### Written problem
Count the lines in the entries below that contain the string "riverbank", treating case as significant, and give only the number.

══ Provided entries ══

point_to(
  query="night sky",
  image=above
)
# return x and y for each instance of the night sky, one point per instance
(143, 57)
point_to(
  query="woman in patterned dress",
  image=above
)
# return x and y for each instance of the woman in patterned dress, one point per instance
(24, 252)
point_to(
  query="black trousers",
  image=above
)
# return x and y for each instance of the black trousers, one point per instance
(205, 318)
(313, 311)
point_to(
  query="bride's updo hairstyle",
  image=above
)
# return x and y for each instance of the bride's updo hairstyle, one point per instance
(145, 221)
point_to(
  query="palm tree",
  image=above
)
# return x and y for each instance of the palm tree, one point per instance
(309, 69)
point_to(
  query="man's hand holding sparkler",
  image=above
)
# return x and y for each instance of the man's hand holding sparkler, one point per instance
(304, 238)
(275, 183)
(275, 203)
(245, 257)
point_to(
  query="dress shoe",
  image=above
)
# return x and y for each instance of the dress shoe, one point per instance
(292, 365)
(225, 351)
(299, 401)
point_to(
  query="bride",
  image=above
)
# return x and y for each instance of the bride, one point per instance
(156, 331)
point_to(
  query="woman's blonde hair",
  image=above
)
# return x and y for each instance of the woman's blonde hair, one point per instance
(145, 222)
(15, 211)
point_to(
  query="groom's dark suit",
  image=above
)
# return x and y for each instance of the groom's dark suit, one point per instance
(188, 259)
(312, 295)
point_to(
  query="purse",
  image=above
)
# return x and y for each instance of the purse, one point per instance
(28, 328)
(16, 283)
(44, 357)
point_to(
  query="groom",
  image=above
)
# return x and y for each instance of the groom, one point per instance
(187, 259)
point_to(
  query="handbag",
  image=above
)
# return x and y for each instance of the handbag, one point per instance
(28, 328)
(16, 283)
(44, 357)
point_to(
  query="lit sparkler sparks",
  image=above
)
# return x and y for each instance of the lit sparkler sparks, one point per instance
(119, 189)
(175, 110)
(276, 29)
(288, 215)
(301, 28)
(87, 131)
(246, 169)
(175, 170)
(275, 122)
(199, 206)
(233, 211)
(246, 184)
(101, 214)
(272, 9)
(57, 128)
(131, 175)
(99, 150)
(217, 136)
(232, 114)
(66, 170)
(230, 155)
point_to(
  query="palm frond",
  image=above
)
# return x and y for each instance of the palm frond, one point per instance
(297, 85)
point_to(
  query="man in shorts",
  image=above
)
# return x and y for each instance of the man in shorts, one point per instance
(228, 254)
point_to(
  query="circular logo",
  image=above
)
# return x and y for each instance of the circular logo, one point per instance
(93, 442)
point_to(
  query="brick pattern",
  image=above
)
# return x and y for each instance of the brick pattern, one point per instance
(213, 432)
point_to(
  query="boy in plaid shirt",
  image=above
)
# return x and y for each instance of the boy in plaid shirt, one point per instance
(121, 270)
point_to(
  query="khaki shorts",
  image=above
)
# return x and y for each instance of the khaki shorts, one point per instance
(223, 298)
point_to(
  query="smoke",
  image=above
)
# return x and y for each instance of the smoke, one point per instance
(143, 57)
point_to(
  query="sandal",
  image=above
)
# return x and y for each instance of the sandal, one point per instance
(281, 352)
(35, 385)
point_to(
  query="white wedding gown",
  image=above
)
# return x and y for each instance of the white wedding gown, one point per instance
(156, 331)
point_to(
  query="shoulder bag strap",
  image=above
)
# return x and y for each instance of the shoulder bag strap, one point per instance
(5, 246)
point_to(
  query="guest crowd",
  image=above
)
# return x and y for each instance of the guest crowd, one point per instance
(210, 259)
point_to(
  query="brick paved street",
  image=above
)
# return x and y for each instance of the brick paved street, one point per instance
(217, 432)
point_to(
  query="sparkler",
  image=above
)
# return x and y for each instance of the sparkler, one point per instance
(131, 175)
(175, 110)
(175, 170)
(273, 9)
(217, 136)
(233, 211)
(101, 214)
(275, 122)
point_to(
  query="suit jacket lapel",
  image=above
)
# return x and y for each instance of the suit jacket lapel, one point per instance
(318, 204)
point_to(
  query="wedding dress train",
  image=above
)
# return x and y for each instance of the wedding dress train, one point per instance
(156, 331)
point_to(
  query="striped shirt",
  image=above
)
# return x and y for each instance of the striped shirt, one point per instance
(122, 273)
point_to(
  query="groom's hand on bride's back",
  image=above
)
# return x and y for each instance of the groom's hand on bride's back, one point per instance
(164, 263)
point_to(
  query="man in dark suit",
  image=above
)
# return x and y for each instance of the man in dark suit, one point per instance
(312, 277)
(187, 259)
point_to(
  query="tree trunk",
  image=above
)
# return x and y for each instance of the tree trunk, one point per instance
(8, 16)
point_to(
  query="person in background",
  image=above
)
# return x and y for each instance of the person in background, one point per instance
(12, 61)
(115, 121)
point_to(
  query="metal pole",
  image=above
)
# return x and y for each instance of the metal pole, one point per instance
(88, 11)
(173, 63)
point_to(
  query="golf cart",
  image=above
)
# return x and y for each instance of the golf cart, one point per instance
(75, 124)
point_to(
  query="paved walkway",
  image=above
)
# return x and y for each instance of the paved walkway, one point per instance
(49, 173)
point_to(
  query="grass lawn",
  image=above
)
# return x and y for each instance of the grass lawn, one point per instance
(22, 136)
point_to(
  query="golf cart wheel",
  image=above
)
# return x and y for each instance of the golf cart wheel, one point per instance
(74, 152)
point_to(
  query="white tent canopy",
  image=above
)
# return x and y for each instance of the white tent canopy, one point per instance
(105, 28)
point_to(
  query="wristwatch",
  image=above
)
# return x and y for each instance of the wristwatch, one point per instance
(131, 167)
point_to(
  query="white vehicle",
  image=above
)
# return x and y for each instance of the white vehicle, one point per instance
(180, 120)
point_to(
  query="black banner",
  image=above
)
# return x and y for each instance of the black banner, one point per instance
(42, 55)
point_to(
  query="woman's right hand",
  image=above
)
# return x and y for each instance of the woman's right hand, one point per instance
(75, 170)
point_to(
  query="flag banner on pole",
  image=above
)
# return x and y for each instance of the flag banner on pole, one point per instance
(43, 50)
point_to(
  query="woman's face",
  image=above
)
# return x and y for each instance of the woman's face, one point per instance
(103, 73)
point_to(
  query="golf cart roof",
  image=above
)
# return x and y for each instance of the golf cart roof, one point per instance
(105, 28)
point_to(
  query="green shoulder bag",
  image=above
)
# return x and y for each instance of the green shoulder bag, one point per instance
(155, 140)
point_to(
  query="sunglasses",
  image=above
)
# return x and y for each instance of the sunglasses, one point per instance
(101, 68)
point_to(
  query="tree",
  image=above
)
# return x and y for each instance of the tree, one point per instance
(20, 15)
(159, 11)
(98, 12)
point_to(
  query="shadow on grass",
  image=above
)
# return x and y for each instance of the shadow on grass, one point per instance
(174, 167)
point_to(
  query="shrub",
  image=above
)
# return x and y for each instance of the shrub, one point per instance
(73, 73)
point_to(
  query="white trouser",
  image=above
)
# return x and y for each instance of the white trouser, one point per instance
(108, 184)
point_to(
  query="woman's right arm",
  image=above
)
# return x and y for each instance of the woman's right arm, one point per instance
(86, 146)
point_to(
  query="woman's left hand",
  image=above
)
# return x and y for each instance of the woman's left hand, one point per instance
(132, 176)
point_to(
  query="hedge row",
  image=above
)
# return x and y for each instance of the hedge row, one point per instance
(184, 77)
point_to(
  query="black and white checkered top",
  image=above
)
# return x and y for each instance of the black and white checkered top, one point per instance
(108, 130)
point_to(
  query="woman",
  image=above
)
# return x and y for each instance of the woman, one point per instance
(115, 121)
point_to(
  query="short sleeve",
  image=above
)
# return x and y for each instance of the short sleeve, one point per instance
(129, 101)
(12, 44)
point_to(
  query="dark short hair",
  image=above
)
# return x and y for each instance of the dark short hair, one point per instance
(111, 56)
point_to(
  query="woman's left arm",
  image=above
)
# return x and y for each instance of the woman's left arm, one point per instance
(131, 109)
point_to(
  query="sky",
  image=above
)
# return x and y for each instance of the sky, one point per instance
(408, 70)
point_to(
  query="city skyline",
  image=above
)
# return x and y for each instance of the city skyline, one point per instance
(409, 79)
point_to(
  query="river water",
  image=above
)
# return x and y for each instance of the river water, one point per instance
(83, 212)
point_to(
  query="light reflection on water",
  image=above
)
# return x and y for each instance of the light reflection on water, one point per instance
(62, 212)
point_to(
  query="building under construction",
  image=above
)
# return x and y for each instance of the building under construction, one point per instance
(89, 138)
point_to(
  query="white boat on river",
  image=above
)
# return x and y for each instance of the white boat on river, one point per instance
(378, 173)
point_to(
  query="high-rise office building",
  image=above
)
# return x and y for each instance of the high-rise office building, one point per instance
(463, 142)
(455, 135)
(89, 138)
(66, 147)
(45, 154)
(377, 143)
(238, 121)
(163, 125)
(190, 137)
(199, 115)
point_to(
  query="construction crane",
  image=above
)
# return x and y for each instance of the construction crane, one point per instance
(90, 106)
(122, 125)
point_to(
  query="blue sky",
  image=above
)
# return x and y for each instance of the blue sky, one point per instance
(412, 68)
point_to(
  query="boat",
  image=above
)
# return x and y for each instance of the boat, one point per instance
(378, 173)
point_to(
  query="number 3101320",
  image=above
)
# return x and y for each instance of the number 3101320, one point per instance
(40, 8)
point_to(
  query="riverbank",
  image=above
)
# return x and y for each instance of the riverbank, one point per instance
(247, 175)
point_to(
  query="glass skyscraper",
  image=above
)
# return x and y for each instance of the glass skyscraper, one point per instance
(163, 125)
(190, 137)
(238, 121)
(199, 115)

═══

### Exercise answer
2